Location annotation dataset excerpts
-=-=-
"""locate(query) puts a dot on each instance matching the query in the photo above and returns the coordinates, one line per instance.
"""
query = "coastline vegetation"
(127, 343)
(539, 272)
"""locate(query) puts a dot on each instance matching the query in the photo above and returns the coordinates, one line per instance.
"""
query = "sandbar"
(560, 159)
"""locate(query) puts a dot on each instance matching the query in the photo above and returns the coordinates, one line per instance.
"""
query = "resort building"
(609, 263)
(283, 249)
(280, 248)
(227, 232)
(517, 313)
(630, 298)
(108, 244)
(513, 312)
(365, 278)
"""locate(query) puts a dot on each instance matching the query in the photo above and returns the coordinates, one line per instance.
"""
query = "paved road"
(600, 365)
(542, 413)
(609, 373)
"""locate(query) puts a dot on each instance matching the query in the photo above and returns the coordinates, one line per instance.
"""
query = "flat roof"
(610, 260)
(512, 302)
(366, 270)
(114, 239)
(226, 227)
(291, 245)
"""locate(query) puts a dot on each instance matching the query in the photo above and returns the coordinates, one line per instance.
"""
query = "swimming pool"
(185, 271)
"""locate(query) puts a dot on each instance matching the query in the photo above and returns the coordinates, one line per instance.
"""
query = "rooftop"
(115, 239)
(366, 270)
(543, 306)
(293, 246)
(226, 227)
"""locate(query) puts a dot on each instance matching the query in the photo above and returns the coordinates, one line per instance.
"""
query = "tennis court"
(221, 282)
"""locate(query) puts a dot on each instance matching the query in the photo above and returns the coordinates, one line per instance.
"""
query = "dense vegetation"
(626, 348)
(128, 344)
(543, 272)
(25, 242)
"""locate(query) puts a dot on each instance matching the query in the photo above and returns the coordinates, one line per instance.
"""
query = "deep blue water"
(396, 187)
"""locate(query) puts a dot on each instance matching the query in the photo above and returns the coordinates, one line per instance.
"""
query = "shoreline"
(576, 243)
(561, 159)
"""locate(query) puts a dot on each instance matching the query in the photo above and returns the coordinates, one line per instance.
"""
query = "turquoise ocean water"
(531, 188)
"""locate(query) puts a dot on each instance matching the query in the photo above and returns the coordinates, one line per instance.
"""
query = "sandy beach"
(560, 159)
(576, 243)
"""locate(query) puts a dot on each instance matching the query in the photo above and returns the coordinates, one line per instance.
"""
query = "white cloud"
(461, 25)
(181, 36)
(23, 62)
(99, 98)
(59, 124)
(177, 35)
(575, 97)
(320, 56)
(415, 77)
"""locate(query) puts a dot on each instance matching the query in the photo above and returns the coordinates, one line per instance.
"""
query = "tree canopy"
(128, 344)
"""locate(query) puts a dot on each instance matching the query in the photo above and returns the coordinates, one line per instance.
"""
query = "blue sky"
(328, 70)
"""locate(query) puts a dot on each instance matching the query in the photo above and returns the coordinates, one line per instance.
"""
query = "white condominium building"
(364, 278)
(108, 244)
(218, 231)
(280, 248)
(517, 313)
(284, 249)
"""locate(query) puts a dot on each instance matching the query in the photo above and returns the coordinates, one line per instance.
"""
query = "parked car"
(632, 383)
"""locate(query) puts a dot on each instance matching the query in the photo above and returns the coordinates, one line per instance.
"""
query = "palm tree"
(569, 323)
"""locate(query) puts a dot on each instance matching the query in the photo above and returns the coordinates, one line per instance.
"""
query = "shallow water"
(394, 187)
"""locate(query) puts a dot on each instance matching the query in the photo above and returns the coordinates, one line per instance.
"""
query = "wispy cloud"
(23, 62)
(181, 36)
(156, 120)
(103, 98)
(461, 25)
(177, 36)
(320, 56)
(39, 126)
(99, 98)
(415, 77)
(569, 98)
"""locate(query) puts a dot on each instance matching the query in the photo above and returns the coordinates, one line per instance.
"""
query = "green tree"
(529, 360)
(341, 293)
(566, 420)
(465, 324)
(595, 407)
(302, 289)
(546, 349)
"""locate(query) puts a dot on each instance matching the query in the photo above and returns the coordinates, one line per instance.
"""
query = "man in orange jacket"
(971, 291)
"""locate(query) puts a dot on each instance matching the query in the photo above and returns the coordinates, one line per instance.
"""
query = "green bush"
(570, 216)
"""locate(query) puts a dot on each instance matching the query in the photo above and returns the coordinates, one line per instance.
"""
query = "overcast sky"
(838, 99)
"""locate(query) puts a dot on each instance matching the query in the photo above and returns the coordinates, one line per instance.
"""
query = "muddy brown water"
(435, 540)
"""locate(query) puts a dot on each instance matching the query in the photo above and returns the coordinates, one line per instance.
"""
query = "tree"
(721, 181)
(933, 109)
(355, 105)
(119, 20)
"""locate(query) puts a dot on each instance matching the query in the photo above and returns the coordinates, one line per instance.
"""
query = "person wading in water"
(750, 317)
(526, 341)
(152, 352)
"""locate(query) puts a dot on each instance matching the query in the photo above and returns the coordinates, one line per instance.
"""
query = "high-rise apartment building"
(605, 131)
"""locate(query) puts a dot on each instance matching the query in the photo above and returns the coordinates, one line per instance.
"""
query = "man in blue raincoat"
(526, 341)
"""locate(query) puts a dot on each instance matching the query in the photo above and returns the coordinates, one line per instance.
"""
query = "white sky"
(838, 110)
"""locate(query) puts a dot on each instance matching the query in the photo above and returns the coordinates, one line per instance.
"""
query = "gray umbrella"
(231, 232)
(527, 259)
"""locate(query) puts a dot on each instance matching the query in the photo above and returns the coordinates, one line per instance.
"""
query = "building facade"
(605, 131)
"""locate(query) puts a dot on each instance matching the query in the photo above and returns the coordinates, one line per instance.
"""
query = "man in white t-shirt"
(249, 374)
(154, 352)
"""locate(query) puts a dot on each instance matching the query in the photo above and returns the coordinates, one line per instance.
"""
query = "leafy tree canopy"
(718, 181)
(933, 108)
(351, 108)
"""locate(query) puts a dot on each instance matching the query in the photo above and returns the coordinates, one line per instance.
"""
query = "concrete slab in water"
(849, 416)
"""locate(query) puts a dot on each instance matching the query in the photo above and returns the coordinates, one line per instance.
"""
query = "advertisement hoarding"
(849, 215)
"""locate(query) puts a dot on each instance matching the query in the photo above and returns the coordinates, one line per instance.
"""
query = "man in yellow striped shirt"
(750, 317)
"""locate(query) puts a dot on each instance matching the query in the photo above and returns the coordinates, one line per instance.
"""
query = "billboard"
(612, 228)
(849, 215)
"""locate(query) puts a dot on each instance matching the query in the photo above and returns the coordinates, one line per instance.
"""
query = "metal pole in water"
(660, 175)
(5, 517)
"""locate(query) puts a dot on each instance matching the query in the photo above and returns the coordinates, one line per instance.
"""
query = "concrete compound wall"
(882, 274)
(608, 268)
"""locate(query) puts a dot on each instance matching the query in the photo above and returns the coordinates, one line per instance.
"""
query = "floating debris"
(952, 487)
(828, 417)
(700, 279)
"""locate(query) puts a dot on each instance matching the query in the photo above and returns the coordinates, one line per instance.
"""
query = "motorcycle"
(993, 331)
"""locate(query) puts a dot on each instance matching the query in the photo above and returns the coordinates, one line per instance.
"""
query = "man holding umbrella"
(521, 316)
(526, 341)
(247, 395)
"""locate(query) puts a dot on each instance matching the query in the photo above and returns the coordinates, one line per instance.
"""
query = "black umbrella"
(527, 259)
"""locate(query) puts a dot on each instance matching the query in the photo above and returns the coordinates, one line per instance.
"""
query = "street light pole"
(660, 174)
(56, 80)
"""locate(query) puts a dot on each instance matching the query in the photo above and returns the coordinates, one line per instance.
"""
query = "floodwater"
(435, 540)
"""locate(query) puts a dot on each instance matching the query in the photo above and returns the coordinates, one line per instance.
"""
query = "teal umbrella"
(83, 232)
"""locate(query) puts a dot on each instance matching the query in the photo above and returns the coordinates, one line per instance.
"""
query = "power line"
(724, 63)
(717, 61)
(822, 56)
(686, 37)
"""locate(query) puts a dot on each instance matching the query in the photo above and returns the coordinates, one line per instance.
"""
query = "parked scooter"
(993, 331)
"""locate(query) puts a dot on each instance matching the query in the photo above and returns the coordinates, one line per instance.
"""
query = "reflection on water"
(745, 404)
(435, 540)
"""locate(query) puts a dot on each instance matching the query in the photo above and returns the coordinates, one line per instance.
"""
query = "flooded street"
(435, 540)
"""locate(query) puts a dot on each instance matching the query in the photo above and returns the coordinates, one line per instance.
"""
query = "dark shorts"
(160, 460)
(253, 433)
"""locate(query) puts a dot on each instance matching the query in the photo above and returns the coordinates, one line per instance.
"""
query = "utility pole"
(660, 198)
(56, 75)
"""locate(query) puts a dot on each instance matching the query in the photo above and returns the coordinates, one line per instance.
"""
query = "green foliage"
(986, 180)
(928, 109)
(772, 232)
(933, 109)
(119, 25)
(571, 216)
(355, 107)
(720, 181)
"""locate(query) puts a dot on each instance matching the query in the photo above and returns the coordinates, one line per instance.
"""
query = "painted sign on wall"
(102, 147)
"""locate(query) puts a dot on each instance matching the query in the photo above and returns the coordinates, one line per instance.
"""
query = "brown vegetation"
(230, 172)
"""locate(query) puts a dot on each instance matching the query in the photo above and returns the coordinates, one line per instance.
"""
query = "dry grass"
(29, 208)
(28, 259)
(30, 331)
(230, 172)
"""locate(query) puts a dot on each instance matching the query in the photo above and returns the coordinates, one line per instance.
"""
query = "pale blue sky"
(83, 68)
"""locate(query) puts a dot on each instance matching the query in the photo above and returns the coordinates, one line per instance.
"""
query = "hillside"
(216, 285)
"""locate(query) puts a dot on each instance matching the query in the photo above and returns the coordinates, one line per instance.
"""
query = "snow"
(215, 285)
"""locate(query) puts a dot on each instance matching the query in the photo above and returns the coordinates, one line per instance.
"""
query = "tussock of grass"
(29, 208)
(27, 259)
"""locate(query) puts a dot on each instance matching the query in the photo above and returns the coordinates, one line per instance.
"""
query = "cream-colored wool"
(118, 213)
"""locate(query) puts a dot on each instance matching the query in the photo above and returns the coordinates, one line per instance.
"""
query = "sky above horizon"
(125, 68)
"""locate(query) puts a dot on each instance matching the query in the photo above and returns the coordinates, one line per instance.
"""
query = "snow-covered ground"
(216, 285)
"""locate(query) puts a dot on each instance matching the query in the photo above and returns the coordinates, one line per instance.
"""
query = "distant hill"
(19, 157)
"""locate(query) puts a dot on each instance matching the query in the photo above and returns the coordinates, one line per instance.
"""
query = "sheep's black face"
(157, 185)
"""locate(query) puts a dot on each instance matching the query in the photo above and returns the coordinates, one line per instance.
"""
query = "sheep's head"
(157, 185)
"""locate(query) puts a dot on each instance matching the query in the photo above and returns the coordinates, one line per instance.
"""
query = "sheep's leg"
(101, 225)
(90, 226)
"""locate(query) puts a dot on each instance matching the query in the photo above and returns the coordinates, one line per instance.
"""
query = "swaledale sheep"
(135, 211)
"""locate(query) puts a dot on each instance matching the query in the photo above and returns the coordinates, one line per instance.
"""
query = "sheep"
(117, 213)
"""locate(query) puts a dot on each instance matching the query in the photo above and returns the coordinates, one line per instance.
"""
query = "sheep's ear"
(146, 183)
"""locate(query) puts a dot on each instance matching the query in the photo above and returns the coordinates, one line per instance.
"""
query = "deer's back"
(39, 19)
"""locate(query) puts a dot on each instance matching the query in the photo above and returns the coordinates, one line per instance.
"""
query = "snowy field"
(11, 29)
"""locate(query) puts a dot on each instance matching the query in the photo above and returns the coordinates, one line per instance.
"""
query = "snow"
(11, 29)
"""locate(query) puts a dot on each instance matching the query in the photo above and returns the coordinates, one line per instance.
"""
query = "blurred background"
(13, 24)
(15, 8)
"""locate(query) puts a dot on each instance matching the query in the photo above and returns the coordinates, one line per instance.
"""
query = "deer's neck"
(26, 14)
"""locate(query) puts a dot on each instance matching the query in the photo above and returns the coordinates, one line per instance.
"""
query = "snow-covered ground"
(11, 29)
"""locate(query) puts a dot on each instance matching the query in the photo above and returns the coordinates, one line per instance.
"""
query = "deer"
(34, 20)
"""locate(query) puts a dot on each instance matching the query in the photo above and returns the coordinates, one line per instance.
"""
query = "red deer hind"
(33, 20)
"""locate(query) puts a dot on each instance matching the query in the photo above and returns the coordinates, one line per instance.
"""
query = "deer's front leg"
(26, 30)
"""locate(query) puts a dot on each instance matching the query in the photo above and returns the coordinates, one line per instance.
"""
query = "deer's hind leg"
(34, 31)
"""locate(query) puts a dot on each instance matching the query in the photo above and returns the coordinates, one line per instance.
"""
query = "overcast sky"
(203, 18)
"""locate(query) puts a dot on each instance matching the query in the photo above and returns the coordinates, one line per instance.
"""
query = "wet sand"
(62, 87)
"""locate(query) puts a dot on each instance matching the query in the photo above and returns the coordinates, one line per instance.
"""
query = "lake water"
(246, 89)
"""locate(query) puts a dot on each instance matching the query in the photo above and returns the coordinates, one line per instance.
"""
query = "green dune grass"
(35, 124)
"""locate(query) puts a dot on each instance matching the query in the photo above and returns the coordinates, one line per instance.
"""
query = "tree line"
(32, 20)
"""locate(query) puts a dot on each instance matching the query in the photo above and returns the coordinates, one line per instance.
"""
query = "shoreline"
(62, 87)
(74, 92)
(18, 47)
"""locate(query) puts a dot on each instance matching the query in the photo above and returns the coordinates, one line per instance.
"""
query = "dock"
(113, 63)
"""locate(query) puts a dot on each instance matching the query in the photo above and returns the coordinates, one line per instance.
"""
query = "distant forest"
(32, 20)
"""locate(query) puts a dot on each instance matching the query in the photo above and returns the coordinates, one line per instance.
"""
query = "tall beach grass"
-=-=-
## Exercise directions
Please show every line of the listing that contains the word "concrete".

## Output of the task
query = "concrete slab in water"
query = "concrete compound wall"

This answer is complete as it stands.